Ah - I was referring to the current implementation in master l, which do ignore it. I personally think it makes sense to treat non-sf layers as lat-long values and transform based on the given crs
You may be right hat this should all be tackled at once. I’ll carve some time out next week to get acquainted with your PR
I personally think it makes sense to treat non-sf layers as lat-long values and transform based on the given crs
I think it needs to be configurable, if only for backwards compatibility.
I'm fairly sure that the call to st_transform()
occurs in CoordSf$setup_data()
because it ensures that the scales are trained in the proper coordinate system (I imagine you all know this I just didn't see it mentioned above). It's possible to do this in the Stat
instead, transforming only the extent (I do this with rasters in ggspatial).
I've also wondered why non-spatial layers aren't assumed as WGS84...I implemented a stat_spatial_identity()

|---|

== Exercise tasks ==
(a) List every function or method name in the forum thread that is written with parentheses.
(b) In the forum thread, what reason is given for why the behavior needs to be configurable?

== Provided data ==
|---|

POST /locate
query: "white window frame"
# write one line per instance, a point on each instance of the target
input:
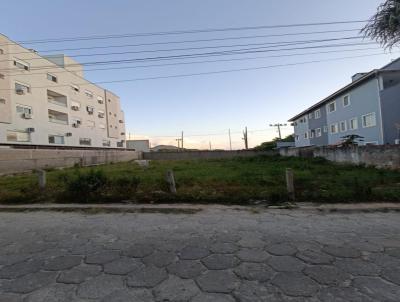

|---|

== Correct answers ==
(a) st_transform(), CoordSf$setup_data(), stat_spatial_identity()

(b) If only for backwards compatibility.